Solving the FizzBuzz Challenge with Python List Comprehension

by Kal Bartal

The original problem of “412. Fizz Buzz” was published on LeetCode.com

Given an integer n, return a string array answer (1-indexed) where:

  • answer[i] == "FizzBuzz" if i is divisible by 3and 5.
  • answer[i] == "Fizz" if i is divisible by 3.
  • answer[i] == "Buzz" if i is divisible by 5.
  • answer[i] == i (as a string) if none of the above conditions are true.

Example 1:

Input: n = 3
Output: ["1","2","Fizz"]

Example 2:

Input: n = 5
Output: ["1","2","Fizz","4","Buzz"]

Example 3:

Input: n = 15
Output: ["1","2","Fizz","4","Buzz","Fizz","7","8","Fizz","Buzz","11","Fizz","13","14","FizzBuzz"]

Constraints:

  • 1 <= n <= 104

Solution

You must understand basic operations like modulo and string concatenation to solve this problem. Additionally, you will need to be familiar with looping logic to iterate over a range of numbers and make decisions based on criteria. Furthermore, you will need to be capable of translating such decisions into code. Finally, you should be aware of the constraints specified in the problem so that you can craft a solution that meets these conditions.

What is the modulo operation?

The modulo operation, denoted by %, is a mathematical operation that calculates the remainder of two numbers when they are divided. It is commonly used to determine whether one number is divisible by another. For example, using the modulo operation on 10 % 3 will return 1, which indicates that 10 is not divisible by 3 without a remainder.

What is string concatenation?

String concatenation is the process of joining two strings together. It is often used when constructing strings by combining literals with other strings and variables. For example, the operation “Hello ” + “World” would produce the string “Hello World”.

What is looping logic?

Looping logic is repeating an operation over a series of data. With Python, this can be accomplished using while loops, for loops, and list comprehensions. These different looping constructs let you quickly iterate over a data set and apply repeated operations. This is essential for the FizzBuzz problem, as you must loop over a range of numbers and decide whether to print a “Fizz,” “Buzz,” or a number.

What are the constraints?

▶ Tasks:
[1] Translate this sentence from the FizzBuzz article into Spanish: "String concatenation is the process of joining two strings together."
[2] In the FizzBuzz article, turn the paragraph beginning "You must understand basic operations" into a short bulleted list that keeps its main points.

▶ Given information:
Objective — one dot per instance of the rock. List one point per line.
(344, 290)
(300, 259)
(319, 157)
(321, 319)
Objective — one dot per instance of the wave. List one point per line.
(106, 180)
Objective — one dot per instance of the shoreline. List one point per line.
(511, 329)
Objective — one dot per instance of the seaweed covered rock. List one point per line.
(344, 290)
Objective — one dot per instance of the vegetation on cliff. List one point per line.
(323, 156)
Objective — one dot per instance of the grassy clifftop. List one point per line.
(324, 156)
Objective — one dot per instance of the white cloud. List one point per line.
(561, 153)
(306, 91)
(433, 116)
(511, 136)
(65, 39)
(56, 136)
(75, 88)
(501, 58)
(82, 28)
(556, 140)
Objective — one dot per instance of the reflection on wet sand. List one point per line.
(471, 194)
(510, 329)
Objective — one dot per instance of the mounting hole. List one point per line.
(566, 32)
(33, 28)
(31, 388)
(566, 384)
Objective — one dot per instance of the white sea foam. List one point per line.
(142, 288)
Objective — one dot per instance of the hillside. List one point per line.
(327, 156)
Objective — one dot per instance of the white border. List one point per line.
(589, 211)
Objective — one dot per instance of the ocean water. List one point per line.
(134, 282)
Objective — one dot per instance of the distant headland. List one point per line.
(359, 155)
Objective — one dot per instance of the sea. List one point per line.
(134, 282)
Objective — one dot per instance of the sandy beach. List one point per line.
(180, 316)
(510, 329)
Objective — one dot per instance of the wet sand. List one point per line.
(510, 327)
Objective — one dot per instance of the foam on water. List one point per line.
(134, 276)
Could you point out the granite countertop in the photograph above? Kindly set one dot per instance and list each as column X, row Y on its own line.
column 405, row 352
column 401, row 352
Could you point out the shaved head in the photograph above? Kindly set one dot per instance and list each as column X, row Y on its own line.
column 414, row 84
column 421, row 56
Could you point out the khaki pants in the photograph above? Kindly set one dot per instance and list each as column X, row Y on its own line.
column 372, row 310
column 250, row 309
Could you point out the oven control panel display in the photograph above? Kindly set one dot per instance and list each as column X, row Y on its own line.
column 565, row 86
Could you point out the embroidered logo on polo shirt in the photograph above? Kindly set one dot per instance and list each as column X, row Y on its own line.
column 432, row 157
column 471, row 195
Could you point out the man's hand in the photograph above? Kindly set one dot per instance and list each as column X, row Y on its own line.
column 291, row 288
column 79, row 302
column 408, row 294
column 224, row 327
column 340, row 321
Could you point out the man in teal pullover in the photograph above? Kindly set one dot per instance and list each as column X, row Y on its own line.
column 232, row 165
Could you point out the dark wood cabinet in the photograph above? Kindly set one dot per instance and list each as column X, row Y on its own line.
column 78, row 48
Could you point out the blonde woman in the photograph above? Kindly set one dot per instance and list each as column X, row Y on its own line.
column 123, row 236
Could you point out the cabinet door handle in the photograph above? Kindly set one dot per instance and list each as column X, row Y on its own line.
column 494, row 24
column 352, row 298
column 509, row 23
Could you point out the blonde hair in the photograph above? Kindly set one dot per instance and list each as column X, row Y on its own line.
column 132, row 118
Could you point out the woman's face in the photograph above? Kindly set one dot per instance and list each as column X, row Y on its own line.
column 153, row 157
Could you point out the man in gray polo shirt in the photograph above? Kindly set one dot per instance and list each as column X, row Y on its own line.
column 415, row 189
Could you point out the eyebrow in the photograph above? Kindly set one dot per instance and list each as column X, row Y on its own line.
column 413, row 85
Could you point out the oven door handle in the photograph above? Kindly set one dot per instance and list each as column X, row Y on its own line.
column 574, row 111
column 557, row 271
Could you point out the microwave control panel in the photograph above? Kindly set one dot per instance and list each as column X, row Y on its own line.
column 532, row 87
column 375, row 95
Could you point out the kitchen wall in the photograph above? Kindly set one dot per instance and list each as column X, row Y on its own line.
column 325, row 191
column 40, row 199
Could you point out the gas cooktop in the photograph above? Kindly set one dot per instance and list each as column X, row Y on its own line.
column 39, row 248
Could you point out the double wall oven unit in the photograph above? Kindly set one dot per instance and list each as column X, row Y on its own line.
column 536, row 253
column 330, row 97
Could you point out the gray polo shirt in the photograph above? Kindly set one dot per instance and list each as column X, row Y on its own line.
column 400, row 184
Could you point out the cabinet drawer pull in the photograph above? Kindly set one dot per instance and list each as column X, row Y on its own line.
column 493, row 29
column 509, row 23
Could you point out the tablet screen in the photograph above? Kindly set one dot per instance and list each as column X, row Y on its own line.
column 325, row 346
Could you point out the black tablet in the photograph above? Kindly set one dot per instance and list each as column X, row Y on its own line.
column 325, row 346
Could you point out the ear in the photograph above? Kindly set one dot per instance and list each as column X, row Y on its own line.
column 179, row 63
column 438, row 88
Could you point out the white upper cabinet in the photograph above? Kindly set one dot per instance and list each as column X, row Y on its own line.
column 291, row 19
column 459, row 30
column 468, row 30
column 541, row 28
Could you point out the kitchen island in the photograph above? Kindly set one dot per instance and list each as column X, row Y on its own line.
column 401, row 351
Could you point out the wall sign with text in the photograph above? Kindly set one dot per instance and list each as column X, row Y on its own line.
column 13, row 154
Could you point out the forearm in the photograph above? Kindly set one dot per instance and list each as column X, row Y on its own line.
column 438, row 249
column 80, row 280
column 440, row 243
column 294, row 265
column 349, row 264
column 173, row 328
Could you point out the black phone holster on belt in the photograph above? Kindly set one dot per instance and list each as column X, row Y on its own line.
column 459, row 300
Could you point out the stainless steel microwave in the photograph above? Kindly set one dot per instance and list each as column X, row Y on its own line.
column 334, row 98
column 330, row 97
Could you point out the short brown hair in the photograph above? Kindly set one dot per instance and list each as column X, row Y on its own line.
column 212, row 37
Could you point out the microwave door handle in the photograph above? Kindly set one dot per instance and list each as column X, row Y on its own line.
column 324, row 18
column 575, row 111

▶ Responses:
[1] La concatenación de cadenas es el proceso de unir dos cadenas.

[2]
To solve the problem, you need:
- An understanding of basic operations such as modulo and string concatenation
- Familiarity with looping logic to iterate over a range of numbers and make decisions based on criteria
- The ability to translate those decisions into code
- Awareness of the problem's constraints, so the solution meets them